▸ Your assignment: Retype all of the listing exactly, passing over any picture you find.

Recorded information section start

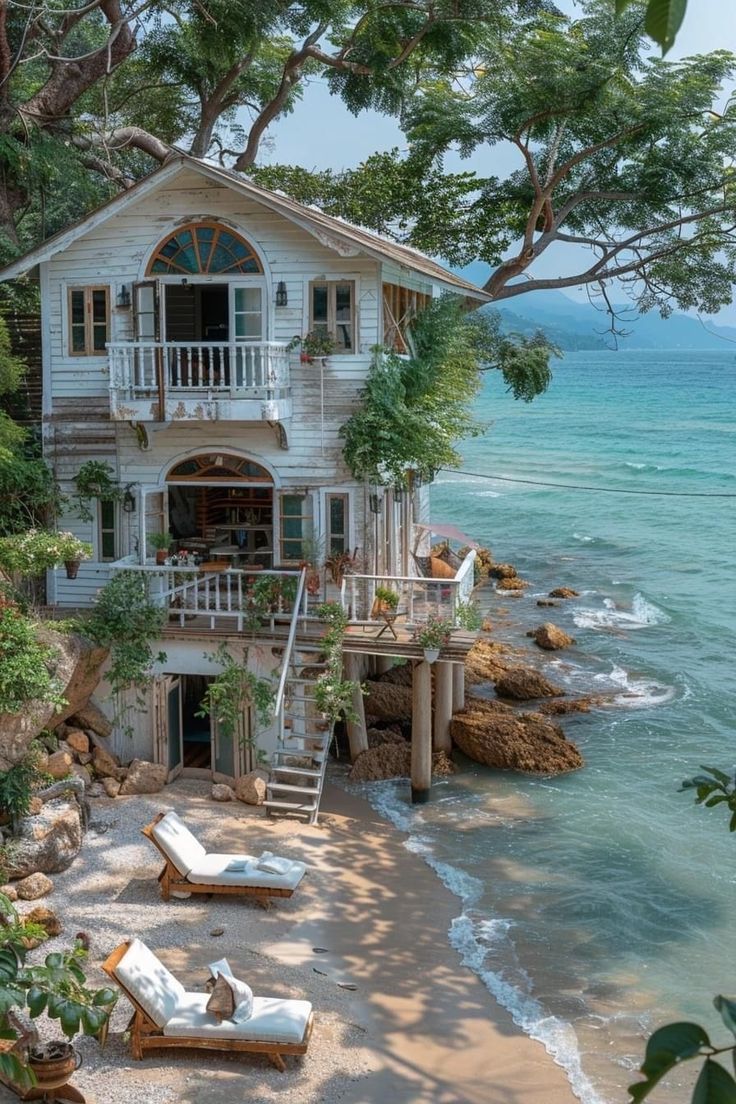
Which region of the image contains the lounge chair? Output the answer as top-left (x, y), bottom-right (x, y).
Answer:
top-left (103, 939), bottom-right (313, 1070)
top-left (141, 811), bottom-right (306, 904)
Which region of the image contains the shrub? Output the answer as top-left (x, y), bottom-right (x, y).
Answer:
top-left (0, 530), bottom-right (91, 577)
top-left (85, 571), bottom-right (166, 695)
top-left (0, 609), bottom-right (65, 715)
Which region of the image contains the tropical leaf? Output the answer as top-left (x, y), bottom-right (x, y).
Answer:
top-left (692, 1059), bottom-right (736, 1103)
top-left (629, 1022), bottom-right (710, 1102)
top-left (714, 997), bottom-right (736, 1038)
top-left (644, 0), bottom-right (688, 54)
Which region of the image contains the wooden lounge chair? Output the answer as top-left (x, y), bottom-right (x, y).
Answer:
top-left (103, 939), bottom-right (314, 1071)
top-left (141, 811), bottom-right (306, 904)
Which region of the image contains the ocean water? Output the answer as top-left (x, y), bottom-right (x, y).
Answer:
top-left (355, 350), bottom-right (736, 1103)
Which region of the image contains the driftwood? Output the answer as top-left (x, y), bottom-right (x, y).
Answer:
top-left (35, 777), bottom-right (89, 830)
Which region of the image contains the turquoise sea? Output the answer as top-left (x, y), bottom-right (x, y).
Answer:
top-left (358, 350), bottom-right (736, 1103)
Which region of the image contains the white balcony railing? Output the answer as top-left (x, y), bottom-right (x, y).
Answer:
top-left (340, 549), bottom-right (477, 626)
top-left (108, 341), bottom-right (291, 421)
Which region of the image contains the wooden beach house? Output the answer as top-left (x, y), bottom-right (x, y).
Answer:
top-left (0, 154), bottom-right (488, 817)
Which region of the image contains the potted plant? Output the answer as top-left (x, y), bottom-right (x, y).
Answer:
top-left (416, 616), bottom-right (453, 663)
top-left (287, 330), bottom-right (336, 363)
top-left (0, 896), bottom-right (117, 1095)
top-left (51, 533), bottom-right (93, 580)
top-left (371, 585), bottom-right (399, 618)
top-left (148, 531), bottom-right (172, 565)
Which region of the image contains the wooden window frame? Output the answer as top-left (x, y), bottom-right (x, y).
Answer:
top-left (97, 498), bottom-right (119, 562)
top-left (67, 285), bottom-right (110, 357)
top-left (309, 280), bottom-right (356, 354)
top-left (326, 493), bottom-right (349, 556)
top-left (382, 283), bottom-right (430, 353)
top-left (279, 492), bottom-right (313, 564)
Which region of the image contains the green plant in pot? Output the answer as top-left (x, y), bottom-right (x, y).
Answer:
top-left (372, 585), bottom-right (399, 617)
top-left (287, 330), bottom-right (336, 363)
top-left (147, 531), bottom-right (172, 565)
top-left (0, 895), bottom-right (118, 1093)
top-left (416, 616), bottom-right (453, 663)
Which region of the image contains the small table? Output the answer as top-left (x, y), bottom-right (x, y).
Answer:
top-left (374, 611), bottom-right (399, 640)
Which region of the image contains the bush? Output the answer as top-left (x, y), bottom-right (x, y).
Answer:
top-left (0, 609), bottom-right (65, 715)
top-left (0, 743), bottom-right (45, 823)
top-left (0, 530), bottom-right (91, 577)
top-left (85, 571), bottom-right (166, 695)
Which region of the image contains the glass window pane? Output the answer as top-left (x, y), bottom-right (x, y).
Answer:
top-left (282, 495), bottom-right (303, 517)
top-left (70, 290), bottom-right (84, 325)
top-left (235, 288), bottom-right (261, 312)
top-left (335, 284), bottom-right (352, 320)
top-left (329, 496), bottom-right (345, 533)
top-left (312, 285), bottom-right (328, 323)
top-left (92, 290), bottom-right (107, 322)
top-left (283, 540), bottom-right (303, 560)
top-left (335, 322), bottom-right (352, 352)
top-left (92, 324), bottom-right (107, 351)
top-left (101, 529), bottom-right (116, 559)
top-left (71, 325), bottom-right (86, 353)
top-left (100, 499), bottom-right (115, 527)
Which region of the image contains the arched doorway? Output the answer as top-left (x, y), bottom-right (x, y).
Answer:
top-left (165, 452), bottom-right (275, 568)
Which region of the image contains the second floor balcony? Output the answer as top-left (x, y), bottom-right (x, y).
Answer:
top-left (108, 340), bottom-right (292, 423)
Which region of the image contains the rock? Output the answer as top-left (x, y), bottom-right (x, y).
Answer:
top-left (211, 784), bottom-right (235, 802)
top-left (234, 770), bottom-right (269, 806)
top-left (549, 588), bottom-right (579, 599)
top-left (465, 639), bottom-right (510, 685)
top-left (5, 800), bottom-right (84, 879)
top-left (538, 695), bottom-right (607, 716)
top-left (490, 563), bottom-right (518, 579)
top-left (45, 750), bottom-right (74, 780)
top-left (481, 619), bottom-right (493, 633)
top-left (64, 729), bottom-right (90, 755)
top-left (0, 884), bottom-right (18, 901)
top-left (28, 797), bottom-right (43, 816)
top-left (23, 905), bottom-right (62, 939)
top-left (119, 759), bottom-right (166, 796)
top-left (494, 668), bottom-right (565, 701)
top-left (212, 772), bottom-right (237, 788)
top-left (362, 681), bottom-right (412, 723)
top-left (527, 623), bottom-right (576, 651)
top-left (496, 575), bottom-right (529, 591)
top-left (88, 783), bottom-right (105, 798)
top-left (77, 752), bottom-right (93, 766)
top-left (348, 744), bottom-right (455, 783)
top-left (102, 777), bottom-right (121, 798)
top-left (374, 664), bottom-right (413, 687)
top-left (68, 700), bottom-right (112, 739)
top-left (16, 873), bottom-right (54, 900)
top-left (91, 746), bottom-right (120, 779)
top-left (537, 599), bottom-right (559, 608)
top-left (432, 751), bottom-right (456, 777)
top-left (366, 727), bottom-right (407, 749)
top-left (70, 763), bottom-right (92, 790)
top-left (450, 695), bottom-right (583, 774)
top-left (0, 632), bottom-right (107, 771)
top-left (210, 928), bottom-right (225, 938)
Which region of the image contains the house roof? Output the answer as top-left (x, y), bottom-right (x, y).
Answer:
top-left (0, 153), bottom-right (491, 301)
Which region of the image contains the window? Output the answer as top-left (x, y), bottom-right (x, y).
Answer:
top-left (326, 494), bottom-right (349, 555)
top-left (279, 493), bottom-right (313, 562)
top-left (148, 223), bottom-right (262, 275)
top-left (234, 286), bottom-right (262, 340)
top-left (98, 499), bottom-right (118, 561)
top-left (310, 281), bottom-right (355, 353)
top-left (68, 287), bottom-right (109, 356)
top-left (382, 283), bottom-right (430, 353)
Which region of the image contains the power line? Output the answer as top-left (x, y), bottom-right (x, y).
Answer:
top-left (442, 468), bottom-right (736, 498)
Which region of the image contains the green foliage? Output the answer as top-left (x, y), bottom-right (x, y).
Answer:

Recorded information section end

▸ Task answer:
Which region of the image contains the lounge chair? Output the answer as top-left (x, y), bottom-right (x, y).
Answer:
top-left (103, 939), bottom-right (313, 1070)
top-left (141, 811), bottom-right (306, 904)
Which region of the image contains the shrub? Output the answer as top-left (x, y), bottom-right (x, y).
Answer:
top-left (0, 530), bottom-right (91, 577)
top-left (85, 571), bottom-right (166, 695)
top-left (0, 609), bottom-right (65, 715)
Which region of the image contains the tropical leaf? Output the answer as top-left (x, y), bottom-right (x, y).
Answer:
top-left (692, 1059), bottom-right (736, 1103)
top-left (629, 1022), bottom-right (710, 1102)
top-left (714, 997), bottom-right (736, 1038)
top-left (644, 0), bottom-right (688, 54)
Which region of the image contains the wooden lounge chair? Output the answer as top-left (x, y), bottom-right (x, y).
Answer:
top-left (103, 939), bottom-right (314, 1071)
top-left (141, 811), bottom-right (306, 904)
Which region of the image contains the ocean water? Output the answer as top-left (x, y), bottom-right (x, y).
Answer:
top-left (355, 350), bottom-right (736, 1103)
Which region of the image contains the driftwood? Output the answer as top-left (x, y), bottom-right (x, y).
Answer:
top-left (35, 777), bottom-right (89, 830)
Which region of the image contains the turquoise sea? Output the answer as top-left (x, y), bottom-right (x, y).
Answer:
top-left (358, 350), bottom-right (736, 1103)
Which region of the image contains the white balcony railing? Output the answer as top-left (x, y), bottom-right (x, y).
Answer:
top-left (340, 549), bottom-right (477, 626)
top-left (108, 341), bottom-right (291, 421)
Which region of the image contains the wooden beach house? Output the answer as top-left (x, y), bottom-right (x, y).
Answer:
top-left (0, 154), bottom-right (488, 817)
Which region of the image contains the potted plant? Output the answer as top-left (x, y), bottom-right (x, y).
Answer:
top-left (416, 616), bottom-right (453, 663)
top-left (287, 330), bottom-right (336, 363)
top-left (0, 896), bottom-right (117, 1095)
top-left (51, 533), bottom-right (93, 580)
top-left (371, 585), bottom-right (399, 618)
top-left (148, 531), bottom-right (172, 565)
Which region of the image contains the wooden window frame? Output the answer as top-left (x, y), bottom-right (x, y).
Answer:
top-left (97, 498), bottom-right (119, 562)
top-left (67, 285), bottom-right (110, 357)
top-left (309, 280), bottom-right (356, 354)
top-left (326, 493), bottom-right (349, 556)
top-left (382, 283), bottom-right (430, 353)
top-left (279, 492), bottom-right (313, 564)
Which region of the image contains the green plant in pot? Output the answer as top-left (x, y), bottom-right (x, y).
Answer:
top-left (372, 585), bottom-right (399, 617)
top-left (287, 330), bottom-right (336, 363)
top-left (147, 531), bottom-right (172, 565)
top-left (0, 895), bottom-right (118, 1093)
top-left (416, 616), bottom-right (453, 663)
Which region of the image contains the small table? Output the answer as top-left (x, y), bottom-right (x, y).
Answer:
top-left (374, 611), bottom-right (399, 640)
Which region of the image contains the bush? Output the answer as top-left (x, y), bottom-right (x, y).
Answer:
top-left (0, 609), bottom-right (65, 715)
top-left (0, 743), bottom-right (45, 823)
top-left (0, 530), bottom-right (91, 577)
top-left (85, 571), bottom-right (166, 695)
Which region of the image contains the glass window pane? Output the answer as top-left (x, y), bottom-right (x, y).
Answer:
top-left (282, 495), bottom-right (303, 517)
top-left (70, 290), bottom-right (84, 325)
top-left (235, 288), bottom-right (261, 312)
top-left (335, 284), bottom-right (352, 320)
top-left (329, 496), bottom-right (345, 533)
top-left (312, 285), bottom-right (328, 323)
top-left (92, 290), bottom-right (107, 322)
top-left (283, 540), bottom-right (303, 560)
top-left (335, 322), bottom-right (352, 352)
top-left (92, 324), bottom-right (107, 351)
top-left (101, 529), bottom-right (116, 559)
top-left (71, 325), bottom-right (86, 353)
top-left (100, 499), bottom-right (115, 527)
Which region of the image contains the arched doorway? Output the answer as top-left (x, y), bottom-right (x, y).
Answer:
top-left (165, 452), bottom-right (275, 568)
Which region of the image contains the second floor balcony? Output the answer as top-left (x, y), bottom-right (x, y).
Answer:
top-left (108, 340), bottom-right (292, 423)
Which region of the image contains the rock? Output the answer as top-left (x, y), bottom-right (x, y).
Answer:
top-left (211, 784), bottom-right (235, 802)
top-left (234, 770), bottom-right (269, 806)
top-left (549, 588), bottom-right (579, 599)
top-left (465, 639), bottom-right (510, 685)
top-left (5, 800), bottom-right (84, 879)
top-left (538, 695), bottom-right (607, 716)
top-left (490, 563), bottom-right (518, 579)
top-left (45, 750), bottom-right (74, 780)
top-left (481, 619), bottom-right (493, 633)
top-left (64, 729), bottom-right (90, 755)
top-left (0, 884), bottom-right (18, 901)
top-left (28, 797), bottom-right (43, 816)
top-left (23, 905), bottom-right (62, 939)
top-left (119, 759), bottom-right (166, 796)
top-left (494, 668), bottom-right (565, 701)
top-left (212, 772), bottom-right (237, 788)
top-left (362, 681), bottom-right (412, 723)
top-left (527, 623), bottom-right (576, 651)
top-left (496, 575), bottom-right (529, 591)
top-left (88, 783), bottom-right (105, 798)
top-left (77, 752), bottom-right (93, 766)
top-left (348, 744), bottom-right (455, 783)
top-left (102, 777), bottom-right (121, 798)
top-left (374, 664), bottom-right (413, 687)
top-left (68, 700), bottom-right (112, 739)
top-left (16, 873), bottom-right (54, 900)
top-left (91, 746), bottom-right (120, 779)
top-left (537, 599), bottom-right (559, 608)
top-left (432, 751), bottom-right (456, 777)
top-left (366, 727), bottom-right (407, 749)
top-left (70, 763), bottom-right (92, 790)
top-left (450, 695), bottom-right (583, 774)
top-left (0, 632), bottom-right (107, 771)
top-left (210, 928), bottom-right (225, 938)
Which region of the image contains the house roof? Output the answer as top-left (x, y), bottom-right (x, y).
Answer:
top-left (0, 153), bottom-right (491, 301)
Which region of the image contains the window? Output the answer as top-left (x, y), bottom-right (x, y).
Answer:
top-left (326, 494), bottom-right (349, 555)
top-left (279, 493), bottom-right (313, 562)
top-left (148, 223), bottom-right (262, 275)
top-left (234, 286), bottom-right (262, 340)
top-left (98, 499), bottom-right (118, 561)
top-left (310, 281), bottom-right (355, 353)
top-left (68, 287), bottom-right (109, 356)
top-left (382, 283), bottom-right (430, 353)
Which region of the image contains the power line? Output the answer as top-left (x, y), bottom-right (x, y).
Answer:
top-left (442, 468), bottom-right (736, 498)
Which region of the image contains the green foliage? Output the answer as top-left (x, y), bottom-right (x, y).
Answer:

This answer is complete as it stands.